本文:
-*-*-

発音というのはなかなか極める機会がなく、直すチャンスもありません。だから、発音は大人になっては直らないと思っている人が多いのです。
確かに、耳だけは7歳ごろをさかえに英語を聞く力が衰えていきます。もっと言えば、聴いたものをそのまま発音できるのは5歳ごろまでと言われています。
でも、聴く力が衰えたからと言って発音のトレーニングが出来ないわけではありません。実際私は、高校生まで普通の公立校に通い、英会話スクールなど一度も行ったことはありませんでした。
英語のテレビを観たり、洋楽を聴く機会もありませんでした。それが今ではネイティブの友達に、発音を誉めてもらえるまでになりました。
今回は、私が練習した方法に加え発音トレーニングに有効とされる「フォニックス」を使った練習法を、特に英語の子育てをしたいママパパさん向けに紹介したいと思います。
留学経験と児童英会話教室での講師経験を活かして、子供が英語を楽しく学べる環境作りや、接し方など紹介させて頂きます。
現在3人の子供の子育て中です。
目次
なぜ大人はカタカナ英語になってしまうのか
例えば、バニラとバナナどちらも日本語で親しまれている単語ですよね。英語のvanillaとbananaは何が一番違うと思いますか?
アクセントの位置、つまり強く読む場所はvanillaならniの部分、bananaなら真ん中のnaの部分です。
では、”バ”の発音はどうでしょう?日本語で言ってみて下さい。2つとも、上唇と下唇を(しっかり閉じる)くっつけてから”バ”と発すると思います。
すると、せっかく正しい位置にアクセントを置いて言っても、ネイティブにはどちらも”banana”と聴こえてしまうことがあります。
このようにカタカナ英語になりがちなのは、私たち大人は和製英語や外来語などを「あいうえお」発音で言い慣れてしまっているのと、英語発音特有の”v” “r” “th”などの音を発音することがないからです。
上記の話で言うと、”vanilla”と言うには下唇を噛んで”va”と発音する必要があるのです。その発音トレーニングに有効なのがフォニックスです。まずアルファベットの音を単音で練習しましょう。
英語のフォニックスとは?

フォニックス=アルファベットの発音を知るツール
では、どのように英語特有の発音をマスターすればいいのでしょう。
まずここで紹介したいのは”Phonics”「フォニックス」の単音です。フォニックスとは、もともと英語圏の子供たちが読み書きをスムーズにするためのトレーニング法です。
イギリスの小学校では、9週間でフォニックスを子供に教えるそうですよ、
アルファベットは私たちは昔、A=エー B=ビー C=シーと覚えましたね。実は私たちが覚えたのはアルファベットの名前だったのです。
アルファベットの音を知るのがフォニックスです。

-*-*-

保存されたデータのエントリー:
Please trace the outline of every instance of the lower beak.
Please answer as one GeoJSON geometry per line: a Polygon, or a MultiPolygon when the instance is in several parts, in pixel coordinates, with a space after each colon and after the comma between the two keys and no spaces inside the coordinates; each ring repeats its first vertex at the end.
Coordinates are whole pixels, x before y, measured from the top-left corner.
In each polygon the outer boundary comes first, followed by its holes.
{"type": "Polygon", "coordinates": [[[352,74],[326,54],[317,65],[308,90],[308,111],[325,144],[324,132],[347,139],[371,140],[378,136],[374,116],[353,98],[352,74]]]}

-*-*-

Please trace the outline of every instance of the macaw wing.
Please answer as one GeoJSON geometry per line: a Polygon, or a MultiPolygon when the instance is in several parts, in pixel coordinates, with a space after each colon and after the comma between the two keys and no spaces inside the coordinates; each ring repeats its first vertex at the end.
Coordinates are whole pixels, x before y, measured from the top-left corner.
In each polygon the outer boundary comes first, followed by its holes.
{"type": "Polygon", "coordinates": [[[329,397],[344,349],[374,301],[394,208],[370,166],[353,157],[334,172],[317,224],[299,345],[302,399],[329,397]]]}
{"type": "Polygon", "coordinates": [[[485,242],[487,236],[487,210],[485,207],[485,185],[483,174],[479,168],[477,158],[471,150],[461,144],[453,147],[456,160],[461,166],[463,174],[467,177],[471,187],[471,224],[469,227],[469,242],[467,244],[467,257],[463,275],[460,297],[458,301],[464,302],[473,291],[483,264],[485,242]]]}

-*-*-

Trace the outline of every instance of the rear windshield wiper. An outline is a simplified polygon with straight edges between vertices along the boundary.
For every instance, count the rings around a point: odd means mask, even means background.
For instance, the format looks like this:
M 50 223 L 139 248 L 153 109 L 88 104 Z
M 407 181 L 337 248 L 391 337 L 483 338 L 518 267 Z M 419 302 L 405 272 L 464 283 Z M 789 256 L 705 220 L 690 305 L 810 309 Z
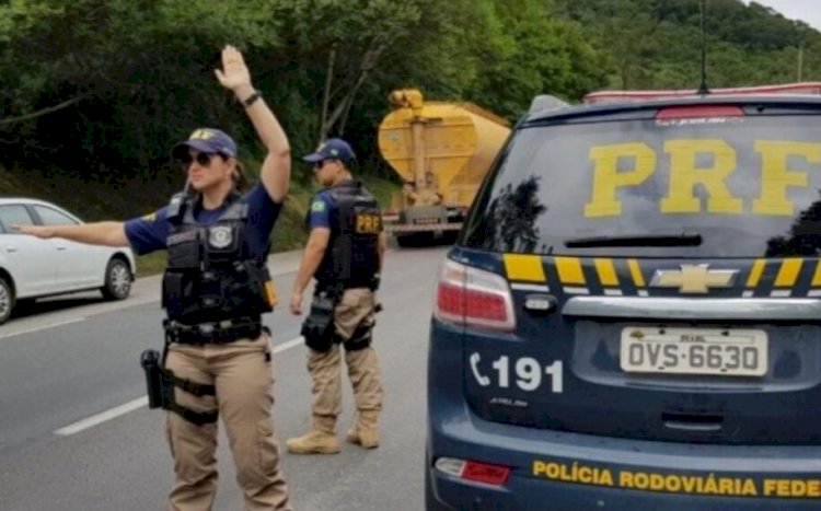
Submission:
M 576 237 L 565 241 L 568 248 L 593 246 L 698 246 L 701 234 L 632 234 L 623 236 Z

-*-*-

課題一覧:
A - 本文によると、イギリスの小学校ではフォニックスを何週間で子供に教えるそうですか？
B - エントリーのうち、「Trace the outline of every instance of the rear」を含む行から「M 576 237 L」を含む行までを、「番号」と「エントリーの行」の2列からなるMarkdownの表に整理してください。両端の行も含め、空行と画像は除いてください。

課題別の回答:
A - 9週間です。

B -
| 番号 | エントリーの行 |
|---|---|
| 1 | Trace the outline of every instance of the rear windshield wiper. An outline is a simplified polygon with straight edges between vertices along the boundary. |
| 2 | For every instance, count the rings around a point: odd means mask, even means background. |
| 3 | For instance, the format looks like this: |
| 4 | M 50 223 L 139 248 L 153 109 L 88 104 Z |
| 5 | M 407 181 L 337 248 L 391 337 L 483 338 L 518 267 Z M 419 302 L 405 272 L 464 283 Z M 789 256 L 705 220 L 690 305 L 810 309 Z |
| 6 | Submission: |
| 7 | M 576 237 L 565 241 L 568 248 L 593 246 L 698 246 L 701 234 L 632 234 L 623 236 Z |